Dataset records START

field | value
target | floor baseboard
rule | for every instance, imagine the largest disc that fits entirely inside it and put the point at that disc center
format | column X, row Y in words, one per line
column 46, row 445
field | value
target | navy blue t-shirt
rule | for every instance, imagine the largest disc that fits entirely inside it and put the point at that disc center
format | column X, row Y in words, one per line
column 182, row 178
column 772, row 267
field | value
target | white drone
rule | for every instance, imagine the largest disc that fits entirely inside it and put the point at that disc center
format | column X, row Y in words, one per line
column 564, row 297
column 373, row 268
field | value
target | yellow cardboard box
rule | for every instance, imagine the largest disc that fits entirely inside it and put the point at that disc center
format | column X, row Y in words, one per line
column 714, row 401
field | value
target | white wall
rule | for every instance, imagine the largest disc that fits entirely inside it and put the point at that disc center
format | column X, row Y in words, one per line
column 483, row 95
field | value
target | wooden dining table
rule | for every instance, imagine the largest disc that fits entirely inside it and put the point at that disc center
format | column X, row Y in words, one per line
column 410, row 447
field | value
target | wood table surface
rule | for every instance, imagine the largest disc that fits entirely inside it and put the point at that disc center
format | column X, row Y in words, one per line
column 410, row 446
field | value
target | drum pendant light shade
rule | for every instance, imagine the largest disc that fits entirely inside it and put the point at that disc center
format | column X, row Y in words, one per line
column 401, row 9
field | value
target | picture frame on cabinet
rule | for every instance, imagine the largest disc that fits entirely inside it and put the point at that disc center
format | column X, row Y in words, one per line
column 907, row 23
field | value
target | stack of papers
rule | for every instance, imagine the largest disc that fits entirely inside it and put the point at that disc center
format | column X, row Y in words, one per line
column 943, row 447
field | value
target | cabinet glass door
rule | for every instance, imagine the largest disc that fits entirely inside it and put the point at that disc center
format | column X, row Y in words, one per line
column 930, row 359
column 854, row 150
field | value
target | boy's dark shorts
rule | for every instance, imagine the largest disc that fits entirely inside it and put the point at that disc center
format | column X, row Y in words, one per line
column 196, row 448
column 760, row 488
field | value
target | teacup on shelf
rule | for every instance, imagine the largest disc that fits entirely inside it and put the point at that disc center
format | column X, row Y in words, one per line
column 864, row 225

Dataset records END

Your answer should be a single number, the count of lines in the listing that contain "cabinet".

2